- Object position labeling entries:

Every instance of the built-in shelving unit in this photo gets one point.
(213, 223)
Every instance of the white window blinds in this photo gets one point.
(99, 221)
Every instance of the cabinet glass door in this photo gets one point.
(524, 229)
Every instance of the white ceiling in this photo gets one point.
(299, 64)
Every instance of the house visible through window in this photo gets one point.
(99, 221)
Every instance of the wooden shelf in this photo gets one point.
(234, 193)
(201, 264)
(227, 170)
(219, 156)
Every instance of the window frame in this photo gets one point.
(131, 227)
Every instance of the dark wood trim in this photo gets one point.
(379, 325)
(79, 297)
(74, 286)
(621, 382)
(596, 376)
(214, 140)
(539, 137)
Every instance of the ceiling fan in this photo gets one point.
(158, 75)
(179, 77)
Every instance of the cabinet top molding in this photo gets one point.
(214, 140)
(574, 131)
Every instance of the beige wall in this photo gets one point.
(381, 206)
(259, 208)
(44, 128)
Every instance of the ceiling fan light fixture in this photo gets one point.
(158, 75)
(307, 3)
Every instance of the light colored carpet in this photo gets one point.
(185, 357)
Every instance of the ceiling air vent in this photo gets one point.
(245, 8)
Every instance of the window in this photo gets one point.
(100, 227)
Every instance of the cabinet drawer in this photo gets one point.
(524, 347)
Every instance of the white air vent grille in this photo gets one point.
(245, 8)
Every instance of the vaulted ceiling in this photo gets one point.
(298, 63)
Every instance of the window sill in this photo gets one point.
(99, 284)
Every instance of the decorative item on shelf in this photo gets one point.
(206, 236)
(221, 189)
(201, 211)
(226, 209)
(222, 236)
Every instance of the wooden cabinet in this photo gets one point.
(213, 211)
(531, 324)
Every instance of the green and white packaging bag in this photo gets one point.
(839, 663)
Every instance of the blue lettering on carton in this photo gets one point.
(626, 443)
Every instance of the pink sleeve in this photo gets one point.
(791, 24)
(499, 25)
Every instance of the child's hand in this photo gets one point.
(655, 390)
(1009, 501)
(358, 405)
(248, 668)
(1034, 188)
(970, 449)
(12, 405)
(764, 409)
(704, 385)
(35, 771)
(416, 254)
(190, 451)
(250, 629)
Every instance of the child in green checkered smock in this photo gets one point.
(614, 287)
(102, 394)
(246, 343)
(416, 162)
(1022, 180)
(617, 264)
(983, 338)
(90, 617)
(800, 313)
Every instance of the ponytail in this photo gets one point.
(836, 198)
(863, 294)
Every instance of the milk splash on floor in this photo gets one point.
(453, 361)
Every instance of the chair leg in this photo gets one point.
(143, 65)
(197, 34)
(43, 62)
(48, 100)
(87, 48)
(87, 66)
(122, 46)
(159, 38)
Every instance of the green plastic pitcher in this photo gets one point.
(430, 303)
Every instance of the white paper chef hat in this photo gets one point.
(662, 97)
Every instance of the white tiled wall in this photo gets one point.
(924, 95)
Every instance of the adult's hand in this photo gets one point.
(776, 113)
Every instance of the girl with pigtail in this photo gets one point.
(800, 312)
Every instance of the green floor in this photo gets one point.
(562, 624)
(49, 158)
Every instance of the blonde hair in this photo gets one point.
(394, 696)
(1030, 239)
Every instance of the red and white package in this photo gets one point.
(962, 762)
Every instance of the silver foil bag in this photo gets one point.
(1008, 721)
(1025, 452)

- Exercise prompt:
Reproduce all of the lines above word for word, from the first to the last.

- Exercise response:
Every instance of the built-in shelving unit in this photo gets one point.
(213, 223)
Every instance of the white window blinds in this photo gets one point.
(99, 221)
Every instance of the cabinet glass door in this photo gets one point.
(524, 229)
Every instance of the white ceiling in this photo gets one point.
(299, 64)
Every instance of the house visible through window in this photo gets one point.
(99, 221)
Every instance of the wooden shelf in this photo gets one point.
(234, 193)
(201, 264)
(227, 170)
(219, 156)
Every instance of the window frame in this photo gets one point.
(131, 227)
Every instance of the dark wood trim in this photo gets one point.
(379, 325)
(79, 297)
(74, 286)
(621, 382)
(596, 376)
(214, 140)
(539, 137)
Every instance of the ceiling fan in this photo gets one point.
(158, 75)
(179, 77)
Every instance of the cabinet top molding in this photo gets one point.
(214, 140)
(574, 131)
Every instance of the beige wall in this photo gets one point.
(381, 206)
(259, 208)
(44, 128)
Every instance of the ceiling fan light fixture in this photo gets one point.
(158, 75)
(307, 3)
Every instance of the light colored carpet in this photo gets one point.
(185, 357)
Every instance of the ceiling air vent in this photo gets one point.
(245, 8)
Every instance of the window in this photo gets one point.
(100, 227)
Every instance of the cabinet drawer in this photo gets one point.
(524, 347)
Every instance of the white air vent grille in this photo gets one point.
(245, 8)
Every instance of the vaulted ceiling in this photo gets one point.
(298, 63)
Every instance of the window sill in this photo gets one point.
(99, 284)
Every instance of the decorative item on shelf in this photo gets one point.
(206, 236)
(221, 189)
(201, 211)
(226, 209)
(222, 236)
Every instance of the wooden cabinet in this photo gets one point.
(213, 211)
(531, 324)
Every instance of the green and white packaging bag in this photo gets one point.
(839, 663)
Every instance of the blue lettering on carton in this photo gets one point.
(626, 443)
Every instance of the pink sleeve in this photo gets one point.
(791, 24)
(499, 25)
Every instance of the child's hand in this photo gets one point.
(655, 390)
(1009, 501)
(358, 405)
(248, 668)
(1034, 188)
(970, 449)
(12, 405)
(764, 409)
(704, 385)
(35, 771)
(416, 254)
(190, 451)
(250, 629)
Every instance of the child in green checkered smock in this photo gets one point.
(614, 287)
(102, 394)
(246, 343)
(416, 162)
(1022, 180)
(617, 264)
(983, 338)
(90, 617)
(800, 313)
Every instance of the ponytail in this photo gets one point.
(836, 198)
(863, 294)
Every instance of the milk splash on floor in this photo gets one point.
(453, 361)
Every instance of the chair leg in this photo gets one point.
(143, 65)
(197, 34)
(43, 62)
(48, 100)
(87, 48)
(87, 66)
(122, 46)
(159, 38)
Every instance of the green plastic pitcher in this photo gets one point.
(430, 303)
Every instance of the white paper chef hat in this photo gets one point.
(662, 97)
Every instance of the white tiled wall in this photo gets one point.
(924, 95)
Every instance of the adult's hand in this photo gets one point.
(776, 113)
Every instance of the girl with pigtail in this photo gets one point.
(800, 312)
Every instance of the green floor in this photo gets one point.
(562, 624)
(49, 158)
Every instance of the blonde hair in this photo gets one point.
(394, 696)
(1030, 239)
Every instance of the red and white package in this photo gets one point.
(962, 762)
Every instance of the silver foil bag in this photo gets one point.
(1008, 721)
(1025, 452)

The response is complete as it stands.